(Object location annotation data)
▬▬▬

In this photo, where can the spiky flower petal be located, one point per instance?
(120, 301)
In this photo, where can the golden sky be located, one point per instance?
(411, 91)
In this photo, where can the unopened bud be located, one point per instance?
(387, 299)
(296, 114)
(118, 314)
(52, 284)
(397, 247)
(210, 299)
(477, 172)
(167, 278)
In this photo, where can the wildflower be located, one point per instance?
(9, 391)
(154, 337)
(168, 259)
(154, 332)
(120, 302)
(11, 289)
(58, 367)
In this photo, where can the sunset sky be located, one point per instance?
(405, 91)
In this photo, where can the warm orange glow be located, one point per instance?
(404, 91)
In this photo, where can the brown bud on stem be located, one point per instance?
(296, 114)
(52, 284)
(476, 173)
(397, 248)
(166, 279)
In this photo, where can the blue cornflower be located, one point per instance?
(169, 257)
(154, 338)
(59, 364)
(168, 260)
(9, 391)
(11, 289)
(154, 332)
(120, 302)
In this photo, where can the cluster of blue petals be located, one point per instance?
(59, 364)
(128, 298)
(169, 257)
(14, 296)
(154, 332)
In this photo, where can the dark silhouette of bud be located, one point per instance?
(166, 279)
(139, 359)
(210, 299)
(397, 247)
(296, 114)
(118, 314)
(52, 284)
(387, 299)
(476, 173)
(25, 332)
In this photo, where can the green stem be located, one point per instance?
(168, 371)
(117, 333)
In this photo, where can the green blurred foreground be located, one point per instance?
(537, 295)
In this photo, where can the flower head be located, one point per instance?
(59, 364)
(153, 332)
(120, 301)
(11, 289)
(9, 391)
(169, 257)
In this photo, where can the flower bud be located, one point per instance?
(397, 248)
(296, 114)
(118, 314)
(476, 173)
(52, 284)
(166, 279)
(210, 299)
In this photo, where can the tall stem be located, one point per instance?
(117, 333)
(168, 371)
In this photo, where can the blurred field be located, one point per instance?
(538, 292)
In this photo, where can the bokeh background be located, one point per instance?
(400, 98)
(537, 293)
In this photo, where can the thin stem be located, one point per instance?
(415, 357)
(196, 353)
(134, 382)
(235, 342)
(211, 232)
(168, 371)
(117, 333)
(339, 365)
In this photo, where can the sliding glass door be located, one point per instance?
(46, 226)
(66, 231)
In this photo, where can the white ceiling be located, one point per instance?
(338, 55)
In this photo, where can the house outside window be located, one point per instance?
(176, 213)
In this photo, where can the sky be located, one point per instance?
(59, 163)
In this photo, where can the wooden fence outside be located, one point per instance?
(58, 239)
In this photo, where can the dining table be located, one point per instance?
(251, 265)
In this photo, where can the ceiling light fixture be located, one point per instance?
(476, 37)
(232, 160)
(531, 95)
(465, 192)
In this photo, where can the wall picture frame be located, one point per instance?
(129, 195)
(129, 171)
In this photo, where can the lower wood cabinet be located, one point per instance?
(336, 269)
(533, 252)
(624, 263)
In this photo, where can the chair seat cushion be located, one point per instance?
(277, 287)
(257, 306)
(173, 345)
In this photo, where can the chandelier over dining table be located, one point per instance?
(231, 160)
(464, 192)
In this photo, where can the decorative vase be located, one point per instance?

▬▬▬

Work to be completed -> Turn all the items above into a JSON list of strings, one string per line, leaving out any blank lines.

Task result ->
[
  "In this photo, where can the spiky flower petal be located, one point per instance?",
  "(120, 301)",
  "In this photo, where can the golden sky be located, one point per instance?",
  "(411, 91)",
  "In this photo, where can the unopened bud be located, one point per instance?",
  "(387, 299)",
  "(296, 114)",
  "(118, 314)",
  "(52, 284)",
  "(397, 247)",
  "(210, 299)",
  "(477, 172)",
  "(167, 278)",
  "In this photo, where can the wildflower be located, one point per instance?",
  "(9, 391)",
  "(154, 337)",
  "(168, 259)",
  "(154, 332)",
  "(120, 302)",
  "(11, 289)",
  "(58, 367)",
  "In this photo, where can the sunset sky be located, one point per instance?",
  "(405, 91)",
  "In this photo, where can the warm orange glow be located, one point per instance?",
  "(404, 91)",
  "In this photo, where can the brown bud on stem be located, one point per instance?",
  "(296, 114)",
  "(52, 284)",
  "(476, 173)",
  "(397, 248)",
  "(166, 279)",
  "In this photo, where can the blue cornflower be located, one point per instance?",
  "(169, 257)",
  "(154, 338)",
  "(59, 364)",
  "(168, 260)",
  "(9, 391)",
  "(11, 289)",
  "(154, 332)",
  "(120, 302)",
  "In this photo, where can the cluster of blue petals be located, one point per instance?",
  "(59, 364)",
  "(128, 298)",
  "(169, 257)",
  "(14, 296)",
  "(154, 332)",
  "In this photo, where can the dark silhouette of bud be located, one point per instance?",
  "(166, 279)",
  "(139, 359)",
  "(210, 299)",
  "(397, 247)",
  "(296, 114)",
  "(118, 314)",
  "(52, 284)",
  "(387, 299)",
  "(476, 173)",
  "(25, 332)",
  "In this photo, where can the green stem be located, one point per instance?",
  "(168, 371)",
  "(117, 333)",
  "In this photo, where can the green blurred foreground be located, one point per instance?",
  "(537, 295)",
  "In this photo, where can the flower head be located, one point per instance?",
  "(59, 364)",
  "(153, 332)",
  "(120, 301)",
  "(11, 289)",
  "(9, 391)",
  "(169, 257)",
  "In this photo, where can the flower bud be located, one point per instance?",
  "(397, 248)",
  "(296, 114)",
  "(118, 314)",
  "(476, 173)",
  "(52, 284)",
  "(166, 279)",
  "(210, 299)",
  "In this photo, where can the tall stem be located, one point per instance?",
  "(117, 333)",
  "(168, 371)",
  "In this photo, where can the blurred field be located, one point per instance?",
  "(538, 292)",
  "In this photo, where can the bokeh background be located, one point per instance?",
  "(400, 98)",
  "(537, 293)",
  "In this photo, where can the thin stem be located, one point per instance?",
  "(415, 357)",
  "(196, 353)",
  "(134, 382)",
  "(235, 342)",
  "(211, 232)",
  "(168, 371)",
  "(117, 333)",
  "(339, 365)",
  "In this photo, where can the sliding glass door be located, one point per instance?",
  "(46, 226)",
  "(66, 231)",
  "In this photo, where can the white ceiling be located, one point per instance?",
  "(338, 55)",
  "In this photo, where can the house outside window be located, one point per instance?",
  "(176, 213)",
  "In this photo, where can the sky be located, one point per instance?",
  "(59, 163)",
  "In this photo, where can the wooden fence outside be located, one point per instance?",
  "(58, 239)",
  "In this photo, where can the dining table be located, one point per instance?",
  "(251, 265)",
  "In this photo, where can the ceiling light fixture be located, one point per instance?",
  "(476, 37)",
  "(232, 160)",
  "(531, 95)",
  "(465, 192)",
  "In this photo, where can the wall picture frame be located, one point per instance?",
  "(129, 195)",
  "(129, 171)",
  "In this photo, where can the lower wood cabinet be located, one point per instance?",
  "(336, 269)",
  "(533, 252)",
  "(624, 263)",
  "In this photo, where can the chair seat cushion be located, one point per instance?",
  "(277, 287)",
  "(257, 306)",
  "(173, 345)",
  "In this photo, where can the chandelier over dining table be located, one point per instance?",
  "(231, 160)",
  "(464, 192)",
  "In this photo, where can the decorative vase be located, one point per instance?"
]